And yet the Gospel writers — Matthew, Mark, Luke, and John — recorded the teachings, miracles, parables, conversations, emotions, prayers, and actions of Jesus with breathtaking accuracy. How?
Because the Gospel is not the result of impressive human memory — it is the result of divine intervention.
The apostles didn’t simply remember. They were empowered.
They didn’t merely recall. They were carried along by the Holy Spirit.
They didn’t write religious reflections. They wrote Spirit-inspired eyewitness truth.
Today we answer the vital question:
How did the Gospel writers know what Jesus said and did?
Because Jesus promised the Spirit would remind them, and the Spirit fulfilled that promise.
KEY TEXTS (NLT)
John 14:26 (NLT): “But when the Father sends the Advocate as my representative—that is, the Holy Spirit—He will teach you everything and will remind you of everything I have told you.”

• _Work to complete_:
A) Revise the passage on the Gospel writers, everything from "The apostles didn’t" down to "said and did?", putting "disciples" in place of "apostles".
B) Resume the passage on how the Gospel writers knew what Jesus said and did, and continue it from the last line shown.

• _Records shown_:
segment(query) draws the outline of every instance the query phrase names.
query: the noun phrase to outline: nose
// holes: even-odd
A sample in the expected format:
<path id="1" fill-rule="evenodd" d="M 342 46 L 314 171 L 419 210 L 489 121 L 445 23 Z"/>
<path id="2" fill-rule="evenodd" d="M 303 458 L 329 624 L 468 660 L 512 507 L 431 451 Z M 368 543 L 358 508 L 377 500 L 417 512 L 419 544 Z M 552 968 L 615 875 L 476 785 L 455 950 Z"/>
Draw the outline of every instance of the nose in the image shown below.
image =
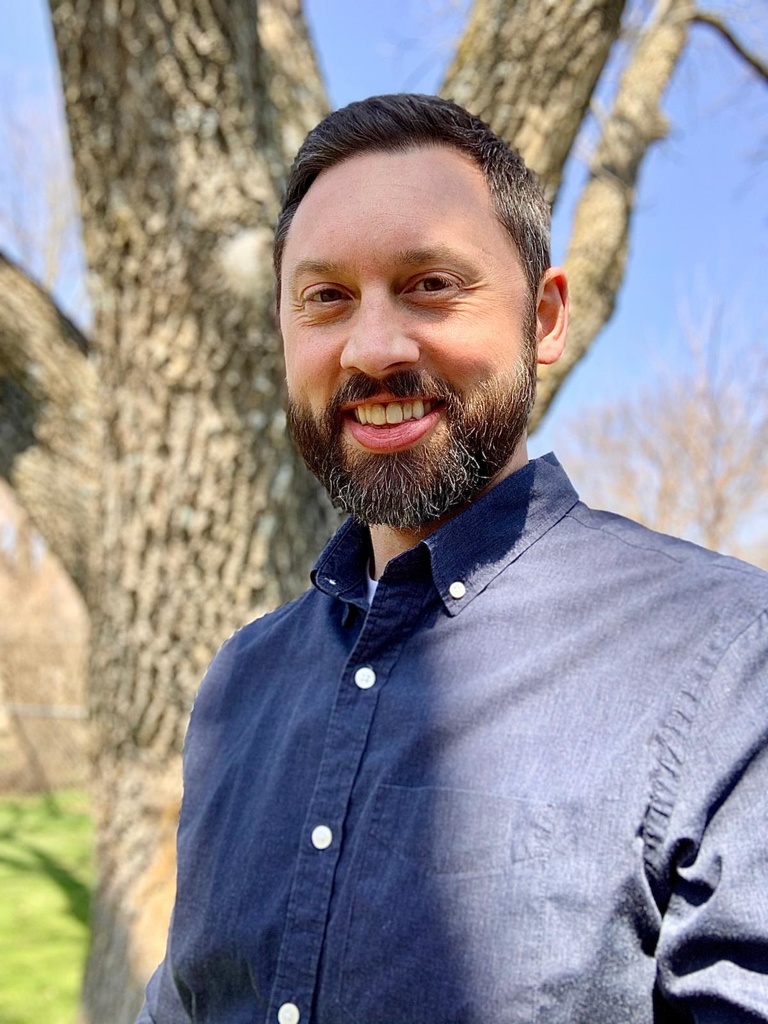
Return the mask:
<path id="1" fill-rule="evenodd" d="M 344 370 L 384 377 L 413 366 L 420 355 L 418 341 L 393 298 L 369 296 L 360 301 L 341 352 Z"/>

• _The answers_:
A)
The disciples didn’t simply remember. They were empowered.
They didn’t merely recall. They were carried along by the Holy Spirit.
They didn’t write religious reflections. They wrote Spirit-inspired eyewitness truth.
Today we answer the vital question:
How did the Gospel writers know what Jesus said and did?

B)
2 Peter 1:16–21 (NLT): For we were not making up clever stories when we told you about the powerful coming of our Lord Jesus Christ. We saw His majestic splendour with our own eyes…
Above all, you must realise that no prophecy in Scripture ever came from the prophet’s own understanding, or from human initiative. No, those prophets were moved by the Holy Spirit, and they spoke from God.
1 — JESUS PROMISED THE HOLY SPIRIT WOULD SUPERINTEND THE RECALL OF HIS WORDS
John 14:26 — Spirit-enabled memory
The key Greek word is hypomnesei — “He will remind you,” meaning to cause someone to remember with accuracy and clarity.
Not vague recollection — precise restoration.
Jesus didn’t expect His disciples to rely on mental strength.
He supplied divine remembrance.
John 14 is part of the Upper Room Discourse. Jesus was preparing His disciples for His departure. They feared they would lose Him — and the teachings they had come to depend on.
Jesus reassured them:“My physical presence will go, but My Spirit will guide your memories.”
Theological Truth
The Gospel accounts exist because Jesus guaranteed accuracy.
R.T. Kendall: “The Holy Spirit makes the written Word of God as real to us as the spoken voice of Jesus was to the apostles.”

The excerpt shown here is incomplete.